— TASK INPUTS —
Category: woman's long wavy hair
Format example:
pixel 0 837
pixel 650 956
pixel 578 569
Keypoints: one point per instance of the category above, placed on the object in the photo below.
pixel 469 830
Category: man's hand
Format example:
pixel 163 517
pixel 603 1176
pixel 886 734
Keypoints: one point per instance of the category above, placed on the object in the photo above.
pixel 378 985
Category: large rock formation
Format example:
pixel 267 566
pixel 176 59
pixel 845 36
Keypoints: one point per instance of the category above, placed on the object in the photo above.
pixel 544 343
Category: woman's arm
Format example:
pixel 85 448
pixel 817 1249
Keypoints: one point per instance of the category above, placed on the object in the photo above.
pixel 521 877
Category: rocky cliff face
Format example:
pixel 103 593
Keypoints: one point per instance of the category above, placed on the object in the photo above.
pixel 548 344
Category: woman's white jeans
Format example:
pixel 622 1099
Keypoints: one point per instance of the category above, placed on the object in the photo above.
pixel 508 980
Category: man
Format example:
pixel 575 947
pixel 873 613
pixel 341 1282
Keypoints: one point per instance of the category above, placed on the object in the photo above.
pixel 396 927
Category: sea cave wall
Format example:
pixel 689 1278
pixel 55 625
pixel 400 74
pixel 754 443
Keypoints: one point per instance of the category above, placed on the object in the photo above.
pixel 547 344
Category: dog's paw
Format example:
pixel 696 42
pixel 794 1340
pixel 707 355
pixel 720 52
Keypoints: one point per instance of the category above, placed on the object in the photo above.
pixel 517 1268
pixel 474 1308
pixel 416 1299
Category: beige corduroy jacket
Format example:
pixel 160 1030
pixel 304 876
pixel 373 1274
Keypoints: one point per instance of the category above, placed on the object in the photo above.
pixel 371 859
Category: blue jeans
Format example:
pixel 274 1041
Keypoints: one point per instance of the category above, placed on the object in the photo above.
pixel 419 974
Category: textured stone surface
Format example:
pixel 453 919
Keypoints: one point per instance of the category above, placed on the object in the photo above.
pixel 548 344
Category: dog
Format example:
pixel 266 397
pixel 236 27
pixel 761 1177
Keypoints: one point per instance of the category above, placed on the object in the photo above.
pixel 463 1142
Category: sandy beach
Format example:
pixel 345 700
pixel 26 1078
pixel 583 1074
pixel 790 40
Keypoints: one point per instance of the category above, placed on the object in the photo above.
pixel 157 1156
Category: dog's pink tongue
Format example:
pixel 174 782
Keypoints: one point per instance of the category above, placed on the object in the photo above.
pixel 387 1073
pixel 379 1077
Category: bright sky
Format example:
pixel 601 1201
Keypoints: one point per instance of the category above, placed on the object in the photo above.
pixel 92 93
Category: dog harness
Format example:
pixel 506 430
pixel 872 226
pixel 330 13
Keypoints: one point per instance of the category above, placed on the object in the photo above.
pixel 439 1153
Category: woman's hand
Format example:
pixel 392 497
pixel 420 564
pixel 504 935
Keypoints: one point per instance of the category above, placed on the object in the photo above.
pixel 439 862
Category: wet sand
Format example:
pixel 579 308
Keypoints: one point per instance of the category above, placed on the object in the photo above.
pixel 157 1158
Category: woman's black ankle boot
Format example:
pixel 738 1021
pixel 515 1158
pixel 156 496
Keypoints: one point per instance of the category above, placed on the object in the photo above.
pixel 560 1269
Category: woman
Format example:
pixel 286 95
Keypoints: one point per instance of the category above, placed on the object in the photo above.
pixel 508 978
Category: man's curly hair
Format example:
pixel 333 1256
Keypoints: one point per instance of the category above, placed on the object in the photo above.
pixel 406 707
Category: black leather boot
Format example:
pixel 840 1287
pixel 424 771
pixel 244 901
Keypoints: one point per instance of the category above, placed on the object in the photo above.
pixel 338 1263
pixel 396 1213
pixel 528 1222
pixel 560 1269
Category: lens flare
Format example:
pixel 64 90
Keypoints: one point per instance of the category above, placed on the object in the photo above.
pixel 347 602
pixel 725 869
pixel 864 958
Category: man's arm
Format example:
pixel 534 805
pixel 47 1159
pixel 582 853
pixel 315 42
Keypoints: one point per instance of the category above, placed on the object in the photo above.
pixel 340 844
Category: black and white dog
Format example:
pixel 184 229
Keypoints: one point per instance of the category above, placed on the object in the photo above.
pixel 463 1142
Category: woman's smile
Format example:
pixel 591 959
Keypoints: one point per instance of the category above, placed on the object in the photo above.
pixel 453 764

— TASK DESCRIPTION —
Copy every record above exactly as it appears.

— ANSWER TO THIS TASK —
Category: woman's long wavy hair
Format example:
pixel 0 837
pixel 650 956
pixel 578 569
Keypoints: one point per instance of the category above, placed on the object in the photo below.
pixel 469 830
Category: man's hand
Format example:
pixel 163 517
pixel 603 1176
pixel 886 734
Keypoints: one point per instance of the category above, placed on the object in the photo above.
pixel 378 985
Category: large rock formation
Format example:
pixel 267 566
pixel 176 59
pixel 845 36
Keypoints: one point per instance of the category above, placed on the object in the photo above.
pixel 544 343
Category: woman's arm
Format example:
pixel 85 448
pixel 817 1249
Keypoints: one point per instance of the category above, placed on the object in the photo above.
pixel 521 877
Category: rocky cliff face
Format example:
pixel 103 593
Keypoints: one point per instance of the category above, placed on the object in the photo above.
pixel 548 344
Category: woman's white jeans
Format example:
pixel 622 1099
Keypoints: one point per instance of the category above, placed on the object in the photo above.
pixel 508 980
Category: man
Format example:
pixel 575 947
pixel 873 613
pixel 341 1282
Keypoints: one point per instance of the category above, placed on the object in the photo above.
pixel 396 927
Category: sea cave wall
Format example:
pixel 689 1278
pixel 55 625
pixel 400 74
pixel 754 443
Keypoints: one point per instance of the category above, placed on the object in the photo above.
pixel 547 344
Category: dog's paw
Format example:
pixel 696 42
pixel 794 1340
pixel 707 355
pixel 720 52
Keypoints: one point per instance of the category above, placed on the object in the photo above.
pixel 517 1268
pixel 474 1308
pixel 416 1299
Category: beige corduroy jacket
Format example:
pixel 160 1030
pixel 304 876
pixel 373 1274
Keypoints: one point per instance of the category above, placed on the object in the photo above.
pixel 371 859
Category: blue jeans
Format example:
pixel 274 1041
Keypoints: one point per instance of the category above, placed on the object in the photo above.
pixel 419 974
Category: textured stone surface
Format example:
pixel 453 919
Keypoints: one point per instance of the category above, placed on the object in the photo above.
pixel 548 344
Category: dog
Format example:
pixel 266 397
pixel 236 27
pixel 761 1177
Keypoints: one point per instance of the category above, placed on the object in the photo above.
pixel 463 1142
Category: sandy beach
Format example:
pixel 345 700
pixel 26 1078
pixel 583 1074
pixel 790 40
Keypoints: one point per instance of the category above, placed on the object in the photo above.
pixel 157 1156
Category: dog's pink tongue
Format example:
pixel 174 782
Keypoints: one point per instance of the category above, placed on the object in the photo above.
pixel 387 1073
pixel 379 1077
Category: bright sky
Format example:
pixel 601 1201
Keypoints: one point per instance of the category above, placed on the object in the photo above.
pixel 92 93
Category: dog harness
Format example:
pixel 506 430
pixel 872 226
pixel 330 13
Keypoints: one point per instance of the category above, placed on the object in the photo above.
pixel 439 1153
Category: woman's hand
Format example:
pixel 392 497
pixel 420 564
pixel 504 935
Keypoints: one point per instance of the category above, placed on the object in the photo above.
pixel 439 862
Category: wet sand
Format example:
pixel 579 308
Keypoints: one point per instance of the category above, placed on the object in the photo above.
pixel 157 1158
Category: woman's black ankle boot
Format example:
pixel 738 1021
pixel 515 1158
pixel 156 496
Keypoints: one point per instance of the category above, placed on the object in the photo above.
pixel 560 1269
Category: woman
Format example:
pixel 286 95
Keypoints: one point per instance of the category above, placed on the object in the photo above.
pixel 508 978
Category: man's curly hair
Format example:
pixel 333 1256
Keypoints: one point per instance of the category above, placed on the object in the photo above.
pixel 406 707
Category: black leather boot
Format example:
pixel 840 1287
pixel 424 771
pixel 244 901
Keypoints: one point per instance of the category above, placed on the object in the photo above.
pixel 338 1263
pixel 396 1213
pixel 528 1222
pixel 560 1269
Category: lens flare
Format example:
pixel 64 90
Keypoints: one point per instance of the category above, placed on the object in the photo above.
pixel 347 602
pixel 725 869
pixel 864 958
Category: man's arm
Format example:
pixel 534 805
pixel 47 1159
pixel 582 853
pixel 315 42
Keypoints: one point per instance of the category above, placed on the object in the photo above.
pixel 340 844
Category: black and white dog
Format example:
pixel 184 229
Keypoints: one point per instance of the category above, placed on the object in the photo above.
pixel 463 1142
Category: woman's smile
Format example:
pixel 591 959
Keypoints: one point per instance of the category above, placed on the object in the photo above.
pixel 453 764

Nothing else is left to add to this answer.